▶ **DOCUMENT TEXT**
-- Opening Marker --
Help the Tyree's Make a Family
Our Story
My husband and I met when I was 17 through (surprisingly) my ex-boyfriend. I stayed with the ex-boyfriend until 2009, and when he dumped me, Mike and I reconnected on Facebook. We started talking and it felt like we picked up right where we left off. We both had just gotten out of long-term relationships, and were clear about what we wanted: a serious relationship, no bull crap, and eventually a family. He proposed on August 13, 2010 and we were married October 8, 2011.
I knew from an early age that I was going to have difficulty conceiving. I had horrible ovarian cysts that sent me to the hospital on several occasions. However, no one deemed it necessary to tell me why I was having a difficult time with my menstrual cycle.
Once we got married, we started trying to conceive right away. My doctor prescribed Progesterone and Clomid to help start a period since I wasn't having periods at the time, and we got incredibly lucky and conceived on the first round. We were over the moon excited! Since I had conceived through a fertility medicine, the doctor required me to take blood tests every few days to ensure my hCG levels were going up like normal. Unfortunately, we learned on February 14th that something had gone wrong, and we miscarried our first and only pregnancy.
It wasn't until after this event, at the age of 23, a nurse let it slip that I had Polycystic Ovarian Syndrome (PCOS). Apparently the doctors that had diagnosed me in my teen years didn't think it was important for me to know. The conversation went something like this:
Nurse: "Well, the doctor will need to see you back in the office again before he will put you back on clomid because of your PCOS".
Me: "My....what?"
Nurse: "Your PCOS...polycystic ovarian syndrome? Didn't the doctor talk to you about that?"
Me: "uh....no?"
Nurse: "oops....uh-oh....uhhhhhh....hold on a second...." *puts me on hold* .....Dr. Robertson needs to see you in his office today. Can you come in the next thirty minutes?
And that's how I learned I had an infertility diagnosis.
It has been 9 years since I lost my first and only pregnancy, and we have tried various procedures and methods to get pregnant. We have been through four or five rounds of Progesterone & Clomid and two IUI treatments. We have also tried timed pregnancy, OTC supplements, ovulation kits, and some hormone helpers.
After six years of trying and failing, we tried to give up on our dreams of having our own child and instead chose to focus on another dream of ours: becoming foster parents. We knew that families are made in many ways, and that maybe eventually this could be our way of making our family whole. Fostering for the past three years has added even more pain, disappointment, and heartbreak to our family, and made us realize that, just like our foster kids, we need permanency. The hope of having our own child hasn't died.
It has been 9 years of looking at a "not pregnant" window on every single pregnancy test I take. Nine years of blood tests, ultrasounds, and being told to lose more weight. Years of failure and disappointment. Years of wasted money and anger at insurance companies who cover 0% of the cost. We tried to give up and move on, but this is one dream I cannot give up on.
-- Closing Marker --
▶ **INFORMATION SHOWN**
-- Opening Marker --
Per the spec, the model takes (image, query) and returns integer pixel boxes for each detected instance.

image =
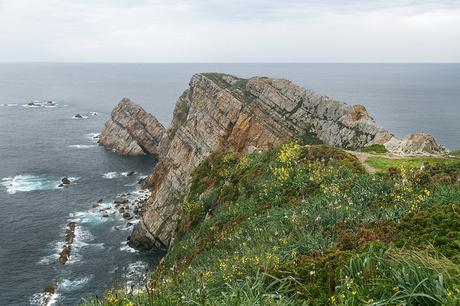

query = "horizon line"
-- Closing Marker --
▶ **TASKS TO PERFORM**
(A) Translate this sentence from the infertility story into Spanish: "And that's how I learned I had an infertility diagnosis."
(B) Copy the part of the infertility story from "Help the Tyree's" up to and including "my menstrual cycle.".

▶ **RESPONSES**
(A) Y así fue como supe que tenía un diagnóstico de infertilidad.

(B)
Help the Tyree's Make a Family
Our Story
My husband and I met when I was 17 through (surprisingly) my ex-boyfriend. I stayed with the ex-boyfriend until 2009, and when he dumped me, Mike and I reconnected on Facebook. We started talking and it felt like we picked up right where we left off. We both had just gotten out of long-term relationships, and were clear about what we wanted: a serious relationship, no bull crap, and eventually a family. He proposed on August 13, 2010 and we were married October 8, 2011.
I knew from an early age that I was going to have difficulty conceiving. I had horrible ovarian cysts that sent me to the hospital on several occasions. However, no one deemed it necessary to tell me why I was having a difficult time with my menstrual cycle.